* [ACTIVITY]: Looking at the data that follows, count the lines containing the word "blue" and write down only that count.

Referring expression data
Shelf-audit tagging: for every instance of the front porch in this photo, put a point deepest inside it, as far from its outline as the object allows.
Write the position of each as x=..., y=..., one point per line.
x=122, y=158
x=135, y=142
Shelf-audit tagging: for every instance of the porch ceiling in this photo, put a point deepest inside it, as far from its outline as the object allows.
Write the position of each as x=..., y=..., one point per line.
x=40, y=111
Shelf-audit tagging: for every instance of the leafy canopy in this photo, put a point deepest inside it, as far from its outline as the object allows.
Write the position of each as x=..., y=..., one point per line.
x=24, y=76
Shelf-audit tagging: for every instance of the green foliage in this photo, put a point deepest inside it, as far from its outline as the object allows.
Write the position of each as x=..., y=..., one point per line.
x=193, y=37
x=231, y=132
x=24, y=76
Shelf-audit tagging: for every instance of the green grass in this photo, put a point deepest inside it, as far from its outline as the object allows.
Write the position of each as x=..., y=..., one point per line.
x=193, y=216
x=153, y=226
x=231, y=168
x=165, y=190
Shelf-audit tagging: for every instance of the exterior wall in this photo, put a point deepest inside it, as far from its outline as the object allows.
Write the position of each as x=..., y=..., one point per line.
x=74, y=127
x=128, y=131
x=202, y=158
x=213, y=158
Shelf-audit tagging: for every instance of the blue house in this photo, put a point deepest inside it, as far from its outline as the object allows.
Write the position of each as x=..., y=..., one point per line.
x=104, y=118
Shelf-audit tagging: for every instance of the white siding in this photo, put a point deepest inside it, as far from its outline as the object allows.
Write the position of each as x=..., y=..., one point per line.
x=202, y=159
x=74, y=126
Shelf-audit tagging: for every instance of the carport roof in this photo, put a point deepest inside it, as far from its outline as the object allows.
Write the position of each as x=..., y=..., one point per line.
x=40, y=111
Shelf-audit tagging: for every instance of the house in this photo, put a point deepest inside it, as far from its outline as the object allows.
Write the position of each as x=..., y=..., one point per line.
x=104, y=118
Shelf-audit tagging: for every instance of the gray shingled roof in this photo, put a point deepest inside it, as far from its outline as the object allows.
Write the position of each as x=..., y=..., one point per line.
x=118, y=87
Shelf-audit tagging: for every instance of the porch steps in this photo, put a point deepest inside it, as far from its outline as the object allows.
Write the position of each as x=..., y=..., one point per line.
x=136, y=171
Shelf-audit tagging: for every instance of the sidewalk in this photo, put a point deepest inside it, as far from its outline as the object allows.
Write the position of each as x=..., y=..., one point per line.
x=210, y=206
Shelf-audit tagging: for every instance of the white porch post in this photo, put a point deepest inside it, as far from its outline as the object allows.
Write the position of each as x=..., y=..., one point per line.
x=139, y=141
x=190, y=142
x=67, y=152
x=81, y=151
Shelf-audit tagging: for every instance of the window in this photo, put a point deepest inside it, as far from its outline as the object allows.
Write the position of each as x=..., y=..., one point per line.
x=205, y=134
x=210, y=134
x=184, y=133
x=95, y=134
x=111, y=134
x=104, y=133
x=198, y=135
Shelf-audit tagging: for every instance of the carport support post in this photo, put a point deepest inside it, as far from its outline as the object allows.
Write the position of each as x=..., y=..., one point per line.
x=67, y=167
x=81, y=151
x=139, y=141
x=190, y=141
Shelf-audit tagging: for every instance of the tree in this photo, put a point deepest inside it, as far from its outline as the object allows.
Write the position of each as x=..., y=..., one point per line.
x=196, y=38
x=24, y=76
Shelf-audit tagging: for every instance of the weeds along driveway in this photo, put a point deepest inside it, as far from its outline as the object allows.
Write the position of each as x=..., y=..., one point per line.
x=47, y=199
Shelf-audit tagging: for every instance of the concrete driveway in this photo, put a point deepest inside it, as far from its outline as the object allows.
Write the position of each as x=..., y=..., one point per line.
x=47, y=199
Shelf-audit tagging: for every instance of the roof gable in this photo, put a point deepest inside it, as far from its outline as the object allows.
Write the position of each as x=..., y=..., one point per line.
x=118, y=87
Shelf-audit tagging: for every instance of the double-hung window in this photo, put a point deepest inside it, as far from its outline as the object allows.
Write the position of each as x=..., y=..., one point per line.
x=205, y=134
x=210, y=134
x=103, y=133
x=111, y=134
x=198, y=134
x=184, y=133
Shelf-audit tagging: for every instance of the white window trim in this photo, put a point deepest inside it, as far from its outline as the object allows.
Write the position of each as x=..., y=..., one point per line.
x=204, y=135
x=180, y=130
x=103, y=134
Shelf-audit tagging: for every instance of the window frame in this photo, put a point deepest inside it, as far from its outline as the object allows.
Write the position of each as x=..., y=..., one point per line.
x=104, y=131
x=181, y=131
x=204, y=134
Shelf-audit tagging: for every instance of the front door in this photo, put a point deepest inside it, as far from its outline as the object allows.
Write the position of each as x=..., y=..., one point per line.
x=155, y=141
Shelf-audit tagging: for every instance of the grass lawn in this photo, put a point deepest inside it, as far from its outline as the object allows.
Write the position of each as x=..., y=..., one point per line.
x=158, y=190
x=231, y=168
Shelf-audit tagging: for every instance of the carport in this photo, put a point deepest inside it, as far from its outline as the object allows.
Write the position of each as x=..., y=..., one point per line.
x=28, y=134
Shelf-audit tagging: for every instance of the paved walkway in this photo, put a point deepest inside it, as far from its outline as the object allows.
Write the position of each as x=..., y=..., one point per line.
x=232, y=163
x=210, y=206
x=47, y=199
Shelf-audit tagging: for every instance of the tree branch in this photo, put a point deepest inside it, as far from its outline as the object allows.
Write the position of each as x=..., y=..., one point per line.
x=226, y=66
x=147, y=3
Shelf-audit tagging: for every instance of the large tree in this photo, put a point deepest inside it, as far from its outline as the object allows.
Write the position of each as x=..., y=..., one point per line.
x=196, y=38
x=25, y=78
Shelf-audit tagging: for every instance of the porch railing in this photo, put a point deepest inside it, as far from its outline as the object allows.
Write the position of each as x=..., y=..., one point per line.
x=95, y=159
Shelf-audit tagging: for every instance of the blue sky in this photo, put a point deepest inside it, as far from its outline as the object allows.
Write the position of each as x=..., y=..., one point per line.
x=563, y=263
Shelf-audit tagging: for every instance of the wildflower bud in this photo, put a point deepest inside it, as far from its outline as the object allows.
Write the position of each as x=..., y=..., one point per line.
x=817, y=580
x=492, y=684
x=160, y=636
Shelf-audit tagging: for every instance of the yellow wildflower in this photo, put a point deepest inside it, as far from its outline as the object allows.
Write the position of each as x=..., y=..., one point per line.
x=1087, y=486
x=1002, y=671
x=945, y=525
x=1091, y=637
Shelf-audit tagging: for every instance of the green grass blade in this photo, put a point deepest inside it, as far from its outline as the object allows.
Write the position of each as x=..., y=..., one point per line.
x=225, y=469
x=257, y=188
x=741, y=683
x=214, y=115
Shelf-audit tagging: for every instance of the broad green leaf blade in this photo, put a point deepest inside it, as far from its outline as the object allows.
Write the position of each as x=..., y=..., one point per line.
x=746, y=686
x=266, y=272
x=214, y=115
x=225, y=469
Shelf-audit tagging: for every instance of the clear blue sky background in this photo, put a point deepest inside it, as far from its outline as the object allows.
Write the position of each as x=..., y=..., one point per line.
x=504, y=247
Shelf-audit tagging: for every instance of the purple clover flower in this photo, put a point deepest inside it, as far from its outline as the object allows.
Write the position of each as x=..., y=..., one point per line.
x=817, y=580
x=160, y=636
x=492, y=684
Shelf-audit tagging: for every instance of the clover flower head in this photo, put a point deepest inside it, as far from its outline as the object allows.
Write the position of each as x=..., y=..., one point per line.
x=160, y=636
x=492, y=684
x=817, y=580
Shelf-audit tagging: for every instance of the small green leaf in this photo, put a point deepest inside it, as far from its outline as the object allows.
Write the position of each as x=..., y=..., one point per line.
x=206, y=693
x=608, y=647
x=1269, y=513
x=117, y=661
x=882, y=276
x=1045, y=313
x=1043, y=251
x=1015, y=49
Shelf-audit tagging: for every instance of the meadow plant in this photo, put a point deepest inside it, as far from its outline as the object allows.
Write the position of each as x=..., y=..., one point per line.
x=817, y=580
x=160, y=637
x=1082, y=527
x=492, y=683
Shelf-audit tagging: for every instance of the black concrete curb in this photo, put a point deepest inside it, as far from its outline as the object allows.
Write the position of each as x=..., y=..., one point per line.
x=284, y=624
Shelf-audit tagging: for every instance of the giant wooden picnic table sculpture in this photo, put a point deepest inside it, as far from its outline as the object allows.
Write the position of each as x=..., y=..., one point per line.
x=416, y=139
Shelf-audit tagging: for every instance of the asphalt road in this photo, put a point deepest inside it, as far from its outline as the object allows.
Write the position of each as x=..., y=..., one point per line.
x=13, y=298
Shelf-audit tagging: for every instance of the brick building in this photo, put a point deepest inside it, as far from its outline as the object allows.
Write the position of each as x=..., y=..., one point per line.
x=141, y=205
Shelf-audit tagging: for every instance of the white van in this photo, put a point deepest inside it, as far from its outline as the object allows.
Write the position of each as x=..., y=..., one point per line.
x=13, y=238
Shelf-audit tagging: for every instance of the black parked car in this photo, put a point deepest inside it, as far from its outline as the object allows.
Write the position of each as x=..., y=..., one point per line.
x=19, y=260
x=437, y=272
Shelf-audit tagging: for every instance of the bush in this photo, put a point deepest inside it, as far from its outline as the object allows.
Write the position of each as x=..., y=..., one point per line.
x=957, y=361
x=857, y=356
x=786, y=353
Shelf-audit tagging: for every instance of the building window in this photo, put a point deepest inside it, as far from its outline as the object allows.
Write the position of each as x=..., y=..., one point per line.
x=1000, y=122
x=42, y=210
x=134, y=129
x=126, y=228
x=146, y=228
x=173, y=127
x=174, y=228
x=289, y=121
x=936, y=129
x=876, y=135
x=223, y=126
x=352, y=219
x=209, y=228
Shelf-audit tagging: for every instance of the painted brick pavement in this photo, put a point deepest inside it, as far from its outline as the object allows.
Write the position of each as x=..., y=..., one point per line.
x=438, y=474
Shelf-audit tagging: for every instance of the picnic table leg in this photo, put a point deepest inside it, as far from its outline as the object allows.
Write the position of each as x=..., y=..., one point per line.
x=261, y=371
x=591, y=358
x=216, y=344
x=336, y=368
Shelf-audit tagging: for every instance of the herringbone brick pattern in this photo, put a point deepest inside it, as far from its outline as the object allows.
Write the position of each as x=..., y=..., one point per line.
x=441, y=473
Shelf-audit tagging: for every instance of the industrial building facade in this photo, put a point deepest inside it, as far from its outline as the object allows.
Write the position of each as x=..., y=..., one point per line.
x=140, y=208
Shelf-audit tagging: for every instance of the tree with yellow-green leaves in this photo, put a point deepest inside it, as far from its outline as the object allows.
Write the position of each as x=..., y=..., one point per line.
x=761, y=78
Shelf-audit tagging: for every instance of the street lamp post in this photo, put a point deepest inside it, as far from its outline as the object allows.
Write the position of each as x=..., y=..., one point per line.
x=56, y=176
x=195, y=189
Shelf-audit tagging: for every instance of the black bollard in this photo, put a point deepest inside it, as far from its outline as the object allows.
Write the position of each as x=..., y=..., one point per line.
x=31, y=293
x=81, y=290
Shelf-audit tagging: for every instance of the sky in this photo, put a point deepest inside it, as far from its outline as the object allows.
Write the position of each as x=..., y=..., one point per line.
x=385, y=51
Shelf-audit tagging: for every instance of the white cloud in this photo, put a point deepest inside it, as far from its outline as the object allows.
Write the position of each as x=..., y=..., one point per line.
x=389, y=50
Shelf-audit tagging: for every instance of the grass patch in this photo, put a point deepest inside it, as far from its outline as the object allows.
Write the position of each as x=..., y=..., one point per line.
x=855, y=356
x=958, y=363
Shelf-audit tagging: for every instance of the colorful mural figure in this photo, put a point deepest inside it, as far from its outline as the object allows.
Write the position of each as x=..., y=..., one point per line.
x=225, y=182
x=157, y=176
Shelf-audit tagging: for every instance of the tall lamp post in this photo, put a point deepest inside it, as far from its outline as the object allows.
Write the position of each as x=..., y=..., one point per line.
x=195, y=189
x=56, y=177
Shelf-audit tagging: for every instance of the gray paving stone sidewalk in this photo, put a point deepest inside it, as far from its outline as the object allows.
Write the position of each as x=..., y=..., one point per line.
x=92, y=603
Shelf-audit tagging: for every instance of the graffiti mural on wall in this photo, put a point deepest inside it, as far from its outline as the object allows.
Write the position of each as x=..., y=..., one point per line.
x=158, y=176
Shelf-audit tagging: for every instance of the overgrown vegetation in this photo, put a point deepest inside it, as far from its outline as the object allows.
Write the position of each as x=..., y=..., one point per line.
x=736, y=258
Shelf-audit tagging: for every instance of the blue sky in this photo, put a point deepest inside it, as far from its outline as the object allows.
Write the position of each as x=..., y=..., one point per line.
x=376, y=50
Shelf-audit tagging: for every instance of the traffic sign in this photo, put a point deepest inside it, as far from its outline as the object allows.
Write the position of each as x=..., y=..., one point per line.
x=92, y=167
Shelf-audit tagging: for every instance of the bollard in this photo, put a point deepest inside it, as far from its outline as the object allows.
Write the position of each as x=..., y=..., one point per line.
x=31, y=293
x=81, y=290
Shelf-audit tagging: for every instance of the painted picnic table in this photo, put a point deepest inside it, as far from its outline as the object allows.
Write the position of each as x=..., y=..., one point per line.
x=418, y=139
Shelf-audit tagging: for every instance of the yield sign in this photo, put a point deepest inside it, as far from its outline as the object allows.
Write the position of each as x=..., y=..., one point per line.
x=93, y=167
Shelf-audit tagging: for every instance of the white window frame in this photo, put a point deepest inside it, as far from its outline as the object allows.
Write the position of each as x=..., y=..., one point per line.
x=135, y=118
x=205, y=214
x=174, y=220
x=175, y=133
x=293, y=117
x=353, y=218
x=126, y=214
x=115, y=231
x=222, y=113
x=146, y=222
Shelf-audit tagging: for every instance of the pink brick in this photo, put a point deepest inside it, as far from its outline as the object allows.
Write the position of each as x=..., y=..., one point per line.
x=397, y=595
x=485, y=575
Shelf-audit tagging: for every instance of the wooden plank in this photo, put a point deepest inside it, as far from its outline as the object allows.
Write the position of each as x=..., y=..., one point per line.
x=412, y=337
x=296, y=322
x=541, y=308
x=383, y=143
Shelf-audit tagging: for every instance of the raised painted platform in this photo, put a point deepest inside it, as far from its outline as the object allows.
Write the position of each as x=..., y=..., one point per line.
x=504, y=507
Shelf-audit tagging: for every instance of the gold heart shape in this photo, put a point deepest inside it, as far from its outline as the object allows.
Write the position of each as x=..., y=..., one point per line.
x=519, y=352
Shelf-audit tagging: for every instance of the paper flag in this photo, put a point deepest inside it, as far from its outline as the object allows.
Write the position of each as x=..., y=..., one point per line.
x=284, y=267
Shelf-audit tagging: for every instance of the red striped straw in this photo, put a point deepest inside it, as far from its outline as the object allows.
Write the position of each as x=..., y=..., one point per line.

* [OUTPUT OF THE EXERCISE]: 4